What the task requires: For the listing below, report all lines that hold the word "building".

Data:

◇ ◇ ◇ ◇

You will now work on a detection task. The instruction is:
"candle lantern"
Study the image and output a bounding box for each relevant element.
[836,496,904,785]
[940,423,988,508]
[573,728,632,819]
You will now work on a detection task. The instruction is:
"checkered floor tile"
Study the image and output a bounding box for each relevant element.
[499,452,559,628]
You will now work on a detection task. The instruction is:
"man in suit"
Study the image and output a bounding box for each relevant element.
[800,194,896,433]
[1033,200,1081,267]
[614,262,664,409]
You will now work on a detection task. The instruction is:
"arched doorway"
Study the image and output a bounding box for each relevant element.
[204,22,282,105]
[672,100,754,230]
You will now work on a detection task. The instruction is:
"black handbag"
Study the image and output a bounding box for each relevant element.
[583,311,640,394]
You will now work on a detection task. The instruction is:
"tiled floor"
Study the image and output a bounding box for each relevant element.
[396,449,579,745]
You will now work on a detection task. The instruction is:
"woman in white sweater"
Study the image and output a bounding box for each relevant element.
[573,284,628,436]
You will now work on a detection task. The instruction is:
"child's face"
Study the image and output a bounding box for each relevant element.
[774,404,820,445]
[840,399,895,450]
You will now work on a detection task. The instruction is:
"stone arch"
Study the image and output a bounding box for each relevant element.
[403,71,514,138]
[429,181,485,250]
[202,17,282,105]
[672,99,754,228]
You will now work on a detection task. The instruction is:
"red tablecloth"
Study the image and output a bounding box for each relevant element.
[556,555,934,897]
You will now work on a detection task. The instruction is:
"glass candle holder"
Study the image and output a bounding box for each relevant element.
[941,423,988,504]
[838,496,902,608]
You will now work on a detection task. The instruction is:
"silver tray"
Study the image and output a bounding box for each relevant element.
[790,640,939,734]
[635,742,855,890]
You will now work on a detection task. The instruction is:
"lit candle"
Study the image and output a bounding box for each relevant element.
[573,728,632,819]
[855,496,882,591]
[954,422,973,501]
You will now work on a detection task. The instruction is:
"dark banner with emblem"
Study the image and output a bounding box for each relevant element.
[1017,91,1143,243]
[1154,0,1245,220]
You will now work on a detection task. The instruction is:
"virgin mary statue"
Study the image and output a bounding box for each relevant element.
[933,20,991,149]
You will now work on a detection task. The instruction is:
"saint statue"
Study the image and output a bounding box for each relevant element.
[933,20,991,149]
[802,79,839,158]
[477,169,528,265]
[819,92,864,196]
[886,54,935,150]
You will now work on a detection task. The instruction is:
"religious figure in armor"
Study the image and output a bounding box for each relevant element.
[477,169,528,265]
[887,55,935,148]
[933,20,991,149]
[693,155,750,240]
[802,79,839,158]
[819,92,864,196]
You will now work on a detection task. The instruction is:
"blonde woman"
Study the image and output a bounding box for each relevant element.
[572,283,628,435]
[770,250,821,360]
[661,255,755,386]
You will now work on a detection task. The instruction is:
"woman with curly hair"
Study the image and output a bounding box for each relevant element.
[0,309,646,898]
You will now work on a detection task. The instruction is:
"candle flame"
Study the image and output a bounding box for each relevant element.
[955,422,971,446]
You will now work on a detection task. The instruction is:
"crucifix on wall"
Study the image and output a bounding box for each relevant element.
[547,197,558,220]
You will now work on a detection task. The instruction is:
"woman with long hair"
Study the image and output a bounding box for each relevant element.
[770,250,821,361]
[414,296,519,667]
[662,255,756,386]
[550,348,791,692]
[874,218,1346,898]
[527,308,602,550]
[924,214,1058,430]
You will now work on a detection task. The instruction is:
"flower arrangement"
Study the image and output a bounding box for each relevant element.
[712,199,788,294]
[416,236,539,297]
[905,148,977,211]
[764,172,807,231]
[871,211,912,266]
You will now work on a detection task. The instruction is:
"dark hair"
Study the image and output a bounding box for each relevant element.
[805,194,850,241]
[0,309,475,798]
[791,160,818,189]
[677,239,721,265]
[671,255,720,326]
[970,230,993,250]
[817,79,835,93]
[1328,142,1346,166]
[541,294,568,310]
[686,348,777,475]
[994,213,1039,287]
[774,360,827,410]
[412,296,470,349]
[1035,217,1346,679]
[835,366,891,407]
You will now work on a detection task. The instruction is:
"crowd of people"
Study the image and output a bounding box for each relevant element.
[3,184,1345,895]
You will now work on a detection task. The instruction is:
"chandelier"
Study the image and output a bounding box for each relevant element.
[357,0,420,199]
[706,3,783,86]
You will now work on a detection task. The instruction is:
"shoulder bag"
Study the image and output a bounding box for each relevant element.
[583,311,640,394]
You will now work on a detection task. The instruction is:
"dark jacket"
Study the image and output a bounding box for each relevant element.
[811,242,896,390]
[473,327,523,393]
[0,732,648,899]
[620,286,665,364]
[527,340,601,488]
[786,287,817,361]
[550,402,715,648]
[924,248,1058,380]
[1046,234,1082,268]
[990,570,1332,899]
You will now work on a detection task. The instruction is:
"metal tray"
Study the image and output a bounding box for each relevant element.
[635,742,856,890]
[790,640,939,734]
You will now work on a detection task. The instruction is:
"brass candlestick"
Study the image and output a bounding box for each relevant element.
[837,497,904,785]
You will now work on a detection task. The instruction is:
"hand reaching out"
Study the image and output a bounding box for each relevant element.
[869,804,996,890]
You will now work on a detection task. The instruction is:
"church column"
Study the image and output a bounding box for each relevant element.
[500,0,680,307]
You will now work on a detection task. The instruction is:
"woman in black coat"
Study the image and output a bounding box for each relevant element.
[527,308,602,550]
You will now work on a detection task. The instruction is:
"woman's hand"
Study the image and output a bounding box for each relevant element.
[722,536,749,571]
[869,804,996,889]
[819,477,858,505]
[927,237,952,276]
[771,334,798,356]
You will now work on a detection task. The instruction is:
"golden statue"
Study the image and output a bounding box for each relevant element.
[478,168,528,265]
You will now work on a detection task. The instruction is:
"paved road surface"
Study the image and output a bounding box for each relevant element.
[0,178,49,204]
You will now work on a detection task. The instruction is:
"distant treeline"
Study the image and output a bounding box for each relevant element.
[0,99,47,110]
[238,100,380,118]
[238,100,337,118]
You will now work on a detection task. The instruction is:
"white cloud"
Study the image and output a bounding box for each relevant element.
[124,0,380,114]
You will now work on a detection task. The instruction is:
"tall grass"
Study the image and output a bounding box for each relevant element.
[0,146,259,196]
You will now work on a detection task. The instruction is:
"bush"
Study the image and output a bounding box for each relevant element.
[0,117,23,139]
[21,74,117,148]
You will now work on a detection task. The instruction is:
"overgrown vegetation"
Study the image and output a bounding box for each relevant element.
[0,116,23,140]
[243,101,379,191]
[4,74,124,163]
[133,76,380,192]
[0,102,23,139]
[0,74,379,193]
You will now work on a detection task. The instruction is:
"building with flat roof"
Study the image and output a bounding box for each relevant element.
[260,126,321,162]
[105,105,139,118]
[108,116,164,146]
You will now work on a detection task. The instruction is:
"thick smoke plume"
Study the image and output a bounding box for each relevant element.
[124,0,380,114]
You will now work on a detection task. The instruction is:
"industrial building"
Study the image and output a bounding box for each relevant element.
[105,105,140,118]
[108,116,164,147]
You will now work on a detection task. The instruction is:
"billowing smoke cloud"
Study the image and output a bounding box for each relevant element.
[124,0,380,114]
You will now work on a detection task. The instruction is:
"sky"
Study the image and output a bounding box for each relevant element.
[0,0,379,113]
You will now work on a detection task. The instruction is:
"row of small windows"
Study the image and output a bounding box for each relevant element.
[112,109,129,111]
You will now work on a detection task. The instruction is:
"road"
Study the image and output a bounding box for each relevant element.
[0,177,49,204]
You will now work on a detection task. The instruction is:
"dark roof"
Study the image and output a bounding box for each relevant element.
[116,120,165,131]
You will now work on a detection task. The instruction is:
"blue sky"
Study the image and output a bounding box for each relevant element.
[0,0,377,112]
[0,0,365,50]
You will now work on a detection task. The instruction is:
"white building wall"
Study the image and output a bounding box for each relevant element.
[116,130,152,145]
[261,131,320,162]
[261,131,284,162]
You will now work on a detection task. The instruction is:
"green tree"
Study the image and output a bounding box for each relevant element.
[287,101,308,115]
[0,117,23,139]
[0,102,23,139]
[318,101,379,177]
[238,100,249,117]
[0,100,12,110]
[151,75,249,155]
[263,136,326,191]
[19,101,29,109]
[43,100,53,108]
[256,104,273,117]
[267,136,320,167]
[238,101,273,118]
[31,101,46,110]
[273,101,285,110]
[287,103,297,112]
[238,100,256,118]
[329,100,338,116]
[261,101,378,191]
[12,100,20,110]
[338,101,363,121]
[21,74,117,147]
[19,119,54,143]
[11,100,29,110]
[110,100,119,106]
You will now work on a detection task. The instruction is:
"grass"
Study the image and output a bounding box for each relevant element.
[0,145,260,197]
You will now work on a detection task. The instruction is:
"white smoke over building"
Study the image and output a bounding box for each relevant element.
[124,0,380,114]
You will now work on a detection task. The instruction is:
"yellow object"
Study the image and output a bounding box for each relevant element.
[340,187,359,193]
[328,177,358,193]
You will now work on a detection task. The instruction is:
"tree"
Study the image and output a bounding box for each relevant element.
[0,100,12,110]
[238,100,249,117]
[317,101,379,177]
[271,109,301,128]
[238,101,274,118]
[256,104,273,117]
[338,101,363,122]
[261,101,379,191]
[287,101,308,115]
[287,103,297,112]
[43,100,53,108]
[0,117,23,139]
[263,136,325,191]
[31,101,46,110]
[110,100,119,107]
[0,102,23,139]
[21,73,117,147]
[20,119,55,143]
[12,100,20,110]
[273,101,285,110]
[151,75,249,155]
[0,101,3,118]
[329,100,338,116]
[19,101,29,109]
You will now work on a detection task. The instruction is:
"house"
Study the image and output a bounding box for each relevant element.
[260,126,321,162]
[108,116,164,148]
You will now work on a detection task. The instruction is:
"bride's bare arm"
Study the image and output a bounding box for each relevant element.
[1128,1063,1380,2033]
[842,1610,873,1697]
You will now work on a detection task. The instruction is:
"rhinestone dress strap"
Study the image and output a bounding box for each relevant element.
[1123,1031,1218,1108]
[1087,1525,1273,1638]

◇ ◇ ◇ ◇

Task answer:
"building with flat roof"
"industrial building"
"white building wall"
"white smoke over building"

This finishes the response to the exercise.